── Source extract ──

Common scenarios and fixes
Hoisted list state causing full recomposition
Place LazyListState in a high-level Composable and add a “back to top” button:
@Composable
fun FeedScreen() {
val listState = rememberLazyListState()
val showFab by remember {
derivedStateOf { listState.firstVisibleItemIndex > 3 }
}
Column {
LazyColumn(state = listState) { /* items */ }
if (showFab) FloatingActionButton(onClick = { /* Back to top */ })
}
}
derivedStateOf is the key. It only notifies readers when the calculated result changes. If you write if (listState.firstVisibleItemIndex > 3) directly, every tiny scroll offset can trigger the FAB recomposition check. The FAB itself may not redraw, but scheduling overhead still accumulates.
Unstable lambda references
This issue is more subtle:
items(list, key = { it.id }) { item ->
FeedCard(
item = item,
onClick = { viewModel.onItemClick(item.id) } // New lambda on every recomposition
)
}
Every outer recomposition creates a brand-new onClick object. Compose uses equals to decide whether parameters changed, and lambdas are new instances each time. Even if every other FeedCard parameter is unchanged, the card may still recompose.
The fix is to stabilize the lambda with remember, or pass the callback through state:
val onItemClick = remember { { id: String -> viewModel.onItemClick(id) } }
items(list, key = { it.id }) { item ->
FeedCard(item = item, onClick = onItemClick)

───
── Extracted entries ──

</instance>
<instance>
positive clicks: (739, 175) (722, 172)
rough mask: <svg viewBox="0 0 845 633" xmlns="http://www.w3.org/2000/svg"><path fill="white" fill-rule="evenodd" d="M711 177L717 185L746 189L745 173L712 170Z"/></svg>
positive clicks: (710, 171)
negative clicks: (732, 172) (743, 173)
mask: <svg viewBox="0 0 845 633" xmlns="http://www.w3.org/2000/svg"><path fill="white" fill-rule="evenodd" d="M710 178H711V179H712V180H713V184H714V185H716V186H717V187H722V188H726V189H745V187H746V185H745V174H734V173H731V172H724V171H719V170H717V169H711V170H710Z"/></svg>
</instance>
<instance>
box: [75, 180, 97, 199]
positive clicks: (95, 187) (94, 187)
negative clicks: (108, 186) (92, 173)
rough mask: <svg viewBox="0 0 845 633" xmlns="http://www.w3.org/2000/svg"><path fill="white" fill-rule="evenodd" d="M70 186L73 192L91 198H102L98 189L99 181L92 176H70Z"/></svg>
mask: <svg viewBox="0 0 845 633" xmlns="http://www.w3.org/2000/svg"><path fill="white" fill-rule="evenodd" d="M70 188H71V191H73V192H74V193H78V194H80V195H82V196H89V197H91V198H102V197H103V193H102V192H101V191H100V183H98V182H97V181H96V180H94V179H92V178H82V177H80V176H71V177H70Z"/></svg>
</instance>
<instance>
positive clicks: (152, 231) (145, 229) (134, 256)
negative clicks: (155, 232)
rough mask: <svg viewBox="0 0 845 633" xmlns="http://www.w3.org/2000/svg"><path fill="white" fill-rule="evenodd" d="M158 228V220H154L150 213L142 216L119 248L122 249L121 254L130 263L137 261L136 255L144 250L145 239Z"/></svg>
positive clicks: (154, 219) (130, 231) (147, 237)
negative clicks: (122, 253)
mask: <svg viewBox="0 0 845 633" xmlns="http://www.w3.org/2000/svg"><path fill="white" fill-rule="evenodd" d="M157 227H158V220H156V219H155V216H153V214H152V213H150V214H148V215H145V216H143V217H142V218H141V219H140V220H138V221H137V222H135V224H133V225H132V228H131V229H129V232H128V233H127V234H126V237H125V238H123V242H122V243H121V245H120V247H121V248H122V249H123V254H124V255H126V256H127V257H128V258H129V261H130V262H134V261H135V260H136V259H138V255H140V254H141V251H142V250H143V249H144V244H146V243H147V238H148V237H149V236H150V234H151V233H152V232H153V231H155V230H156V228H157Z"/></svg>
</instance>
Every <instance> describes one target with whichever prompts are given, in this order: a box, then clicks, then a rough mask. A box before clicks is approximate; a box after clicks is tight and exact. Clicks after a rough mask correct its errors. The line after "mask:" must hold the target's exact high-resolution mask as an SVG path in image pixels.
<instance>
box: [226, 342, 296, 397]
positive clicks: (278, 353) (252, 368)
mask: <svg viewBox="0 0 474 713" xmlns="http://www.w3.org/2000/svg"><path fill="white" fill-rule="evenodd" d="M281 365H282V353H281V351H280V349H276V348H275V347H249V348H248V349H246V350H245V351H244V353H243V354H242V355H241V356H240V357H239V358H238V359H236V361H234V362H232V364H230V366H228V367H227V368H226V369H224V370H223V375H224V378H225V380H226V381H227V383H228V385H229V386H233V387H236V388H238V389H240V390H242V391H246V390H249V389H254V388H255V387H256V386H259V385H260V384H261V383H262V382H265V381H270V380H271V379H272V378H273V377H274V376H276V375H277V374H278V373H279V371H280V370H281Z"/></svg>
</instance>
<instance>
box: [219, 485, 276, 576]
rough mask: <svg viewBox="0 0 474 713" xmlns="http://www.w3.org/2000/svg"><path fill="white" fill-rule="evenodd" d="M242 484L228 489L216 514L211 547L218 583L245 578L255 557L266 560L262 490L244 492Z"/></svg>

───

**What to produce**:
Continue the text on fixing Compose recomposition issues, picking up right after its final line.

**Task response**:
}
Image loading triggering unnecessary recomposition
Coil’s AsyncImagePainter updates state when loading completes, and that update can propagate into the host Composable:
@Composable
fun FeedCard(item: FeedItem) {
Column {
AsyncImage(model = item.avatarUrl, contentDescription = null,
modifier = Modifier.size(48.dp, 48.dp))
Text(item.title)
}
}
The better direction is to isolate image loading in its own scope so recomposition does not spread:
@Composable
fun FeedCard(item: FeedItem) {
Column {
// Image loading changes only affect this Box
Box(modifier = Modifier.size(48.dp, 48.dp)) {
AsyncImage(model = item.avatarUrl, contentDescription = null)
}
Text(item.title)
}
}
When image size is fixed, combining this with graphicsLayer for offscreen rendering can further reduce the impact of image loading on the card’s layout phase.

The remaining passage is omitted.